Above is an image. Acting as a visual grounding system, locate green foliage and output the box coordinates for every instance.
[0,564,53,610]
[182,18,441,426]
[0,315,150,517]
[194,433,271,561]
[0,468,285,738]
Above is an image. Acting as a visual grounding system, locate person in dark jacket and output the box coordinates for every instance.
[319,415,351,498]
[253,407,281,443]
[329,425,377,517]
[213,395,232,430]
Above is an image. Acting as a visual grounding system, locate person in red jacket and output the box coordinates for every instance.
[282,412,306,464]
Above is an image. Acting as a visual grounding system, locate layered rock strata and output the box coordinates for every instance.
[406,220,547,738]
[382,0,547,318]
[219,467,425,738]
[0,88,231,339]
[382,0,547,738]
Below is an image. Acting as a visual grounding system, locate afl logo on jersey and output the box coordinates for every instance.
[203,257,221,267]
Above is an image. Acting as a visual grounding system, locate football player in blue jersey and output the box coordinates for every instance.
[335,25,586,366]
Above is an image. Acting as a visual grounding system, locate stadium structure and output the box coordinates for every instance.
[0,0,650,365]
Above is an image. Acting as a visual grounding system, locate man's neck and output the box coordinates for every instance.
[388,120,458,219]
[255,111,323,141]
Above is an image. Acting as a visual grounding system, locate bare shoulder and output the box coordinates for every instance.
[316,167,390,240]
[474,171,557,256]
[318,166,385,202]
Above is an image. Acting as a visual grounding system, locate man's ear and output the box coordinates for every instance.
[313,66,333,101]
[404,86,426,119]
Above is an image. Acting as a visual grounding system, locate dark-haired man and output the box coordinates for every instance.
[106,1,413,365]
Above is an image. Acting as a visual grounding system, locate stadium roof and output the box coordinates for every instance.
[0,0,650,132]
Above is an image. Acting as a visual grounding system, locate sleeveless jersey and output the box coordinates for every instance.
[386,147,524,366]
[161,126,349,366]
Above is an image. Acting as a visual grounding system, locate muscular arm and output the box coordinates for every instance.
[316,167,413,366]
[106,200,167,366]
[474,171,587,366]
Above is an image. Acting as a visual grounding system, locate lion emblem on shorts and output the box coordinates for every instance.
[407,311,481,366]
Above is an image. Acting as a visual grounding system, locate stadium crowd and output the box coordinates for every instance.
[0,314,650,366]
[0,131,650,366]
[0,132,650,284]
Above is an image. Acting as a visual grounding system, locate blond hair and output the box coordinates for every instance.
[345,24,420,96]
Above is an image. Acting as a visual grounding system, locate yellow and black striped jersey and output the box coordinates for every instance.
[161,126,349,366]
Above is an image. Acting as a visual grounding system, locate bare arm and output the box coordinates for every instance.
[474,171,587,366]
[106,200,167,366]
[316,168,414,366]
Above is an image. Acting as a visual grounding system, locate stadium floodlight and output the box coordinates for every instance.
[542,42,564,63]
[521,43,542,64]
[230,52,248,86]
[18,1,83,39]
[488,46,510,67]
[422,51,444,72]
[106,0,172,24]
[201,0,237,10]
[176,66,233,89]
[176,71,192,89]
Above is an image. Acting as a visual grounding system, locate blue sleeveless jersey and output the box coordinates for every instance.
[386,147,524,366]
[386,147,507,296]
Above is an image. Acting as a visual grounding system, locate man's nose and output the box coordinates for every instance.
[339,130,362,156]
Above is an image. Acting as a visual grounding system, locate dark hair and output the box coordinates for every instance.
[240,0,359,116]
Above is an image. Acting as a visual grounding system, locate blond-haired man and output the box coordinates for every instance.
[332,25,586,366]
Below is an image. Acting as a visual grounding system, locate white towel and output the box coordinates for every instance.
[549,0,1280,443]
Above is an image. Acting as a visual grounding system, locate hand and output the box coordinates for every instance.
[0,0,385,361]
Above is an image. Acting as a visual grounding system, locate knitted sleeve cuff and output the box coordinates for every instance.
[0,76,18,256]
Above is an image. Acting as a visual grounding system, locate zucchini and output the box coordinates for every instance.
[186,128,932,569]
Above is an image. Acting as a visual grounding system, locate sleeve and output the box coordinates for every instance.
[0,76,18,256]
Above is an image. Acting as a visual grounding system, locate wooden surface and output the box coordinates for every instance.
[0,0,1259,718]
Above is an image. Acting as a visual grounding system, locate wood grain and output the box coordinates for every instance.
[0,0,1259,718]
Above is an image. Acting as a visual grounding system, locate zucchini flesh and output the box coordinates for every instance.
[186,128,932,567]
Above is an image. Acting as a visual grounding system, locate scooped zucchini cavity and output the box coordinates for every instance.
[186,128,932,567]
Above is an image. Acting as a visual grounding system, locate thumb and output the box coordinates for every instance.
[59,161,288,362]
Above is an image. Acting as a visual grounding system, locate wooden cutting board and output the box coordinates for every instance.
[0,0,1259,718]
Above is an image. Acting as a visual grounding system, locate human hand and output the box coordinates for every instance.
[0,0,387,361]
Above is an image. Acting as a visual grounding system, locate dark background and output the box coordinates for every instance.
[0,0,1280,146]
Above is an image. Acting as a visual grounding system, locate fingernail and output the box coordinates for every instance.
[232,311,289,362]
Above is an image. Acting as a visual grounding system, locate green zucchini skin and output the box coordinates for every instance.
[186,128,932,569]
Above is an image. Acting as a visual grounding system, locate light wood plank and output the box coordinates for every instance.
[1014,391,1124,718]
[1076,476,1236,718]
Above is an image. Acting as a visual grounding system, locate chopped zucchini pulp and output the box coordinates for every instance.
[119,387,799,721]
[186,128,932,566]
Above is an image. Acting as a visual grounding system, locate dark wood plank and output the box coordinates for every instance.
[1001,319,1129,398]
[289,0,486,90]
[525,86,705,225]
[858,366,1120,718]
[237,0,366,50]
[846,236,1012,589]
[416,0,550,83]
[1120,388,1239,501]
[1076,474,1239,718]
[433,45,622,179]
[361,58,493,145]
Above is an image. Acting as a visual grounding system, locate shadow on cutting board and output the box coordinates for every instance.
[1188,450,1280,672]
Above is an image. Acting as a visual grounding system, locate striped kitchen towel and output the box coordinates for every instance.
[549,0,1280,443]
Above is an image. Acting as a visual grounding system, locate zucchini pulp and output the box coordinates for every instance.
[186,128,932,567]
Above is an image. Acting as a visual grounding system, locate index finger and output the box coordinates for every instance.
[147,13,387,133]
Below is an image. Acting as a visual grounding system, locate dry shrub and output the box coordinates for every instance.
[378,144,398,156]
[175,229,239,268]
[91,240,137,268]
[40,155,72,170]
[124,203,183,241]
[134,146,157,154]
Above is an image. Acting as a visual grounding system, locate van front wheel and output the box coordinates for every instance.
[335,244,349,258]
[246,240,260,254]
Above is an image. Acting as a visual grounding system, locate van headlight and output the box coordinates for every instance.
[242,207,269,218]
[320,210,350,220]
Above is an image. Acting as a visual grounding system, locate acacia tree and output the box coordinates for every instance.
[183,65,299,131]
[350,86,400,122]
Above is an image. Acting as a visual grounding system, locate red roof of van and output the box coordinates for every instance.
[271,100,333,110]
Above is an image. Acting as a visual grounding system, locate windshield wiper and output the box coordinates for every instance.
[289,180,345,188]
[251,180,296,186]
---------------
**WHAT TO PRODUCE**. Copy out every line of the listing above word for word, without changing anything.

**FINAL RESULT**.
Above is an image. Acting as a visual grounding system, locate green foliage and output the box coordinates for every instance.
[0,564,53,610]
[182,18,441,426]
[0,315,150,517]
[194,433,271,561]
[0,468,285,738]
Above is an image. Acting as a visual grounding system, locate person in dark jacket and output the box coordinates for every instance.
[319,415,351,498]
[253,407,281,443]
[329,425,377,517]
[213,395,232,430]
Above is an image. Acting as a visual grounding system, locate person in red jacket and output the box coordinates for every instance.
[282,412,306,464]
Above is an image. Acting as a visual grounding system, locate layered rock strata and output the box coordinates for every instance.
[406,220,547,738]
[382,0,547,318]
[219,467,425,738]
[0,88,231,339]
[382,0,547,738]
Below is an image. Acting as a visual grounding system, locate afl logo on jersey and output the box coordinates for every instance.
[203,257,221,267]
Above is an image. Acting as a visual grounding system, locate football player in blue jersey and output the box coordinates for every instance.
[335,25,586,366]
Above is an image. Acting as a visual grounding system, locate stadium structure and output the box coordinates for every instance.
[0,0,650,365]
Above is an image. Acting as a visual grounding system, locate man's neck and output the box coordinates for every instance.
[388,120,458,219]
[255,111,323,141]
Above is an image. Acting as a visual grounding system, locate bare shoulder and output the box coordinates for every instance.
[316,167,390,240]
[474,171,557,256]
[318,166,385,202]
Above is an image. Acting as a visual grounding system, locate man's ear and output the box coordinates for every instance.
[313,66,333,101]
[404,86,426,119]
Above is an image. Acting as a visual grounding system, locate dark-haired man and output the box coordinates for every instance.
[106,1,413,365]
Above is an image. Acting as a visual grounding system, locate stadium roof and output the box coordinates for every instance.
[0,0,650,132]
Above is an image. Acting as a visual grounding system, locate sleeveless jersey and output the box coordinates for every instance.
[386,147,524,366]
[161,126,349,366]
Above is an image. Acting as a visual grounding system, locate muscular arm and output the box coordinates for every instance.
[316,167,413,366]
[106,200,167,366]
[474,171,587,366]
Above is an image. Acting as a visual grounding system, locate lion emblem on shorts and output the box coordinates for every instance.
[407,311,481,366]
Above is an image. Acting as a visual grounding system, locate stadium crowd and output the box coordinates for every instance.
[0,314,650,366]
[0,131,650,366]
[0,132,650,284]
Above is an image. Acting as a visual grounding system, locate blond hair and output the box coordinates for every instance.
[345,24,420,96]
Above is an image. Acting as a visual grounding system, locate yellow and black striped jersey and output the box coordinates for every instance.
[161,126,349,366]
Above is an image. Acting as a visual grounding system, locate bare arm and output the box coordinates for every instance.
[474,171,587,366]
[106,200,167,366]
[316,168,414,366]
Above is an image. Acting as a visual grounding system, locate stadium floodlight and output the box coordinates for every instance.
[542,42,564,63]
[521,43,542,64]
[230,52,248,86]
[18,1,83,39]
[488,46,510,67]
[422,51,444,72]
[106,0,172,24]
[201,0,237,10]
[176,66,233,89]
[176,71,192,89]
Above is an image. Acting as a visual grounding system, locate blue sleeveless jersey and output the box coordinates for every instance.
[386,147,524,366]
[386,147,507,296]
Above is an image. Acting as a visual grounding system, locate man's nose and output the box coordinates for every instance.
[339,130,362,156]
Above is an image. Acting as a visual grounding system, locate dark hair and output the box coordinates for every instance.
[240,0,359,116]
Above is an image. Acting as a visual grounding system, locate blond-haired man and output the box coordinates for every instance.
[332,25,586,366]
Below is an image. Acting as a visual grounding system, locate white towel and output the box coordinates for every instance.
[549,0,1280,443]
Above is an image. Acting as a visual grounding system, locate hand and output the box coordinates for every instance.
[0,0,385,361]
Above is an image. Acting as a visual grounding system, locate knitted sleeve cuff and output the box coordinates for every instance.
[0,76,18,256]
Above is an image. Acting as a visual grounding system, locate zucchini and output the box coordinates for every instance.
[186,128,932,569]
Above is an image. Acting as a visual grounding system, locate sleeve and output the box coordinates for every instance.
[0,76,18,256]
Above is an image. Acting as a visual grounding system, locate wooden surface and output the box coordinates for every instance.
[0,0,1259,718]
Above is an image. Acting as a visual grounding system, locate wood grain and output the box coordinates for every instance.
[0,0,1259,718]
Above is an image. Acting as a visual grounding system, locate zucchini flesh and output the box coordinates for every instance.
[186,128,932,567]
Above is an image. Acting as a visual grounding system, locate scooped zucchini cavity and output the box coordinates for every instance.
[186,128,932,567]
Above is an image. Acting as a visual grounding system, locate thumb and output the box coordinates for every instance.
[59,161,288,362]
Above is an image. Acting as a visual grounding system, locate wooden cutting board and output the box coordinates for every instance.
[0,0,1259,718]
Above is an image. Acting as a visual grounding system, locate human hand and output the box coordinates for every instance.
[0,0,387,361]
Above is an image. Acting as a visual grounding system, locate dark background and output the box coordinates for every instance.
[0,0,1280,146]
Above is an image. Acting as a visual grounding system, locate fingernail and output the box coordinates for every instance.
[232,311,289,362]
Above is an image. Acting as a visual grounding system, locate green zucchini skin and output the box coordinates for every instance.
[186,128,932,569]
Above is an image. Acting as a visual grounding system, locate light wood plank and output the box coordinates for every instance.
[1014,391,1124,718]
[1076,476,1236,718]
Above is an image. Acting as a visual grounding system, locate chopped zucchini pulp and output the box coordinates for every instance.
[119,387,799,721]
[186,128,932,566]
Above is an image. Acting as a visual grounding system, locate dark wood plank and output the box coordinates for every instance.
[1001,319,1129,398]
[289,0,486,90]
[525,86,705,225]
[858,366,1120,718]
[237,0,366,50]
[846,236,1012,589]
[416,0,550,83]
[1120,388,1239,501]
[1076,474,1239,718]
[433,45,622,179]
[361,58,493,145]
Above is an image. Acting as a visual grounding system, locate shadow on cutting board and output the box coordinates for every instance.
[1188,450,1280,672]
Above is an image. Acting as a visual grounding system, locate striped kitchen towel and output the box coordinates for every instance.
[549,0,1280,443]
Above is an image. Acting as a visual grounding system, locate zucchini pulp and output the box coordinates for every instance.
[186,128,932,567]
Above is an image. Acting as a visual grounding system, locate index finger and output the box coordinates for every instance.
[147,13,387,133]
Below is an image. Acting as a visual grounding system, locate dry shrub and output the box coordinates for every instance.
[378,144,398,156]
[175,229,239,268]
[91,240,137,268]
[40,155,72,170]
[124,203,183,241]
[134,146,157,154]
Above is an image. Acting as a visual grounding system, locate van front wheel and output the box coordinates for every instance.
[335,244,349,258]
[246,240,260,254]
Above is an image. Acting as a visual grounding system, locate van headlight and output the box coordinates for every instance.
[242,207,269,218]
[320,210,350,220]
Above is an image. Acting as a visual grounding system, locate acacia tree and output the box coordinates for every instance.
[183,65,299,131]
[350,86,400,122]
Above is an image. Acting as a visual grounding system, locate red roof of van and output the box coordinates for every instance.
[271,100,333,110]
Above is an image. Acting as a visual grounding system, locate windshield wiper and output the box coordinates for every instance.
[289,180,345,188]
[251,180,296,186]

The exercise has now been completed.